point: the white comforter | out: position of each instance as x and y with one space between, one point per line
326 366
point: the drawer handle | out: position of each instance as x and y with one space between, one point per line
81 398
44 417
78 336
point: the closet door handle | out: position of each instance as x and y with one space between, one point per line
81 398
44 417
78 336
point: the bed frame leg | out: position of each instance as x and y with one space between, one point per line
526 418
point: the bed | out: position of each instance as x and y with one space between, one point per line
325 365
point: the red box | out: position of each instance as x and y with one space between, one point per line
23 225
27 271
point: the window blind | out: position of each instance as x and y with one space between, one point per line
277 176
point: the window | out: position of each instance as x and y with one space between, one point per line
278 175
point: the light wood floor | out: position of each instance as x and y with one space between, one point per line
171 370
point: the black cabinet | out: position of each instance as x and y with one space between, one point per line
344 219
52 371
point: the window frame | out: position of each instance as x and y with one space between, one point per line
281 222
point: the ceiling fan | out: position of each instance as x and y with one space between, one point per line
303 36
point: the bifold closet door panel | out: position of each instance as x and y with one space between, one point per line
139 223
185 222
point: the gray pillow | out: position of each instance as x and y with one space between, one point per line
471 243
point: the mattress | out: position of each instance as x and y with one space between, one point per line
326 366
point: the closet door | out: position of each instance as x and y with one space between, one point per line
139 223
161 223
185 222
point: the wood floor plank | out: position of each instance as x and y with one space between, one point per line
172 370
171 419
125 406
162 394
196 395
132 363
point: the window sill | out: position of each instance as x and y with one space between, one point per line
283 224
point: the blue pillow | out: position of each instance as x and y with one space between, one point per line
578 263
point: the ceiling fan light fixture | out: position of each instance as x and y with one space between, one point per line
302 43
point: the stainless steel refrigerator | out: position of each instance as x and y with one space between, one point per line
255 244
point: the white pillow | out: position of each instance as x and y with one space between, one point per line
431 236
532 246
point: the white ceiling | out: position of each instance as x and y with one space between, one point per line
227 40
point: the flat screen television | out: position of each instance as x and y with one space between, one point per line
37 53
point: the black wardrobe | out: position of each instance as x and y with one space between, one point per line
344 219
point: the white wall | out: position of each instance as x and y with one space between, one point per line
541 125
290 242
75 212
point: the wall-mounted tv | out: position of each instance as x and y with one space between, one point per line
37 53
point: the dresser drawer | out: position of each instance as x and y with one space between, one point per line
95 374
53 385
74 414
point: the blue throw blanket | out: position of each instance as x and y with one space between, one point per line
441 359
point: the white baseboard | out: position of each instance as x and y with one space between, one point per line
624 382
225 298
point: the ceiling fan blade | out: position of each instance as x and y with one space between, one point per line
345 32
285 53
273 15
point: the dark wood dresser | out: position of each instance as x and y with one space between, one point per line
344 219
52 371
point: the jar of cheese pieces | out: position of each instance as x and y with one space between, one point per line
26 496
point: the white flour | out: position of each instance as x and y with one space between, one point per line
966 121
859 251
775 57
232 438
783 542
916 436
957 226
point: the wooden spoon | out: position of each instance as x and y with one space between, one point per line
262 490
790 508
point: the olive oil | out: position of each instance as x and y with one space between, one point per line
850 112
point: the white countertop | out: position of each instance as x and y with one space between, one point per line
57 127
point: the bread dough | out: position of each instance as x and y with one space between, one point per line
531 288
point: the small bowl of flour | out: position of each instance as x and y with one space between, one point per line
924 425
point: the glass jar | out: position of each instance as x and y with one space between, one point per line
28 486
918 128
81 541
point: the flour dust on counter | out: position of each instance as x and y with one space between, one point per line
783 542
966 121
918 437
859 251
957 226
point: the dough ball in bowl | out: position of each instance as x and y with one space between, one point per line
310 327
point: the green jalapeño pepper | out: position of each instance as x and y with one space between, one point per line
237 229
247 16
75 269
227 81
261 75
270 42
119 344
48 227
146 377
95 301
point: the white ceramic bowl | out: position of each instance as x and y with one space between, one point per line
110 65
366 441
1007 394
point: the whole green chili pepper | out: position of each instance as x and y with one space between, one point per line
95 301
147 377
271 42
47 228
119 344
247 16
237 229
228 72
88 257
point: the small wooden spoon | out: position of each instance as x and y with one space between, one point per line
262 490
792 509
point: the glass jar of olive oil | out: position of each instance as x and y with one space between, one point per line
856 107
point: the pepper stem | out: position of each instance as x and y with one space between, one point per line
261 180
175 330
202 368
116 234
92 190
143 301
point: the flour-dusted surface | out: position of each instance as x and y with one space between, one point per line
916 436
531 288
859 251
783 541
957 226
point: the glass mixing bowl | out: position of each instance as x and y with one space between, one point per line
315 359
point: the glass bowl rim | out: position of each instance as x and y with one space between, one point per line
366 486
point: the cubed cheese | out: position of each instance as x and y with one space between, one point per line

·····

Extract all of the data shown above and repeat it verbatim.

Full output
point: the white comforter | out: position of each instance as x and y with one space between, one point per line
326 366
point: the drawer handle | out: position of each instance as x and y with one space between, one point per line
81 398
44 417
78 336
point: the closet door handle | out: position of each instance as x and y with one space between, one point per line
81 398
44 417
78 336
point: the bed frame leg | out: position of each instance as x and y with one space between, one point per line
526 418
point: the bed | out: position of each instance as x and y with one space between, one point per line
325 365
point: the red box | out: position of each instance as x and y with one space between, one point per line
23 225
27 271
point: the window blind | out: position of each instance as x and y with one space between, one point per line
277 176
point: the window | out: position of each instance as x and y with one space between, one point per line
278 175
point: the light wood floor | out: position of each instance as x and y with one space between, one point per line
171 370
point: the black cabinet | out: position of each instance as x and y with one space between, one point per line
344 219
52 371
point: the window frame | out: position of each instance as x and y with one space between, one point per line
281 222
point: the ceiling fan | out: position of each instance as x and y with one space between, one point per line
303 36
point: the bifold closet door panel | out: position of each instance as x and y with one space between, one point per line
139 223
185 222
point: the gray pillow | out: position of each instance as x and y with one space between, one point per line
471 243
point: the mattress | out: position of each instance as x and y with one space between, one point per line
326 366
point: the closet door | out: position of each instance as x and y with one space between, one point per line
139 223
161 223
185 222
point: the wood floor plank | out: position of each instance as x and y with one space between, one point per line
172 370
171 419
125 406
162 394
196 395
132 363
point: the window sill | out: position of each instance as x and y with one space between, one point per line
283 224
point: the blue pillow | out: position of each instance as x and y with one space between, one point per line
578 263
point: the ceiling fan light fixture | out: position of each instance as x and y with one space between, one point per line
302 43
point: the stainless steel refrigerator | out: position of each instance as x and y with one space between, one point per line
255 244
point: the white pillow | out: position of each instance as x and y with one space between, one point per line
431 236
532 246
point: the white ceiling | out: position of each instance as x and y with one space between, one point per line
227 40
point: the flat screen television | out: position of each instance as x and y with one space between, one point per line
37 53
point: the black wardrobe | out: position of each instance as x and y with one space between, one point per line
344 219
point: the white wall | out: position of each instance as x and y with one space between, one point per line
541 125
290 242
75 212
point: the wall-mounted tv | out: position of each instance as x and y with one space between, one point per line
37 53
point: the dresser drawer | out: position of each instance as x and y with one space between, one point per line
95 374
53 385
74 414
point: the blue throw blanket | out: position of each instance as x and y with one space between, one point per line
441 359
point: the white baseboard | out: position of each instance as x and y with one space between, one point per line
624 382
225 298
point: the ceiling fan blade | out: position of each instance as x and y with one space between, one point per line
345 32
285 53
273 15
point: the dark wood dresser | out: position of each instance as x and y with one space between, one point per line
344 219
52 371
point: the jar of cheese pieces | out: position of each instance as x and y with one space between, one point per line
26 496
point: the white flour | out: position of each instance as x and y with one space between, one point per line
966 121
859 251
775 57
232 438
783 542
916 436
957 226
point: the wooden spoon | out: position of each instance as x and y with one space between, one point per line
262 490
790 508
point: the olive oil | out: position of each instance as x and y with one space between, one point per line
850 112
point: the white countertop | out: position of each instance as x and y with one space between, one point per line
57 127
point: the bread dough | out: position of each instance as x and y with one space between, one point per line
531 288
point: the small bowl of flour | out: position of each instance as x and y with one space between, one point per line
924 425
point: the glass jar | out: position of each instance as x and y with one space between, one point per line
28 486
918 128
81 541
point: the flour dust on counter | out: position of each instance as x and y with one space between, one point per line
783 542
966 121
918 437
859 251
957 226
point: the dough ball in bowl | out: position of each instance as x and y with one space between, one point per line
310 327
point: the green jalapeño pepper | out: position of each instance as x and y with one space between, one point per line
237 229
247 16
75 269
227 81
261 75
270 42
119 344
48 227
146 377
95 301
point: the white ceramic bowl | out: position of each instance as x and y with one space between, one point per line
110 65
366 441
1007 394
point: the whole green chili pepper | out: position of each instance as x and y with one space between, one point per line
95 301
147 377
271 42
47 228
119 344
247 16
237 229
228 72
88 257
point: the small wooden spoon | out: position of each instance as x and y with one space between, one point per line
262 490
792 509
point: the glass jar of olive oil | out: position of each instance as x and y with one space between, one point per line
856 107
point: the pepper stem | out: position of each instance as x and y with one space between, one point per line
261 180
175 330
202 368
116 234
92 190
143 301
point: the flour-dusted surface | out: position of each instance as x and y with one space between, one point per line
916 436
531 288
859 251
783 541
957 226
point: the glass mixing bowl | out: position of each instance as x and y with one space between, one point per line
315 359
point: the glass bowl rim | out: position of each instance as x and y with one space between, one point per line
366 486
point: the cubed cheese | out: position of each instance as x and y with one space between, one point per line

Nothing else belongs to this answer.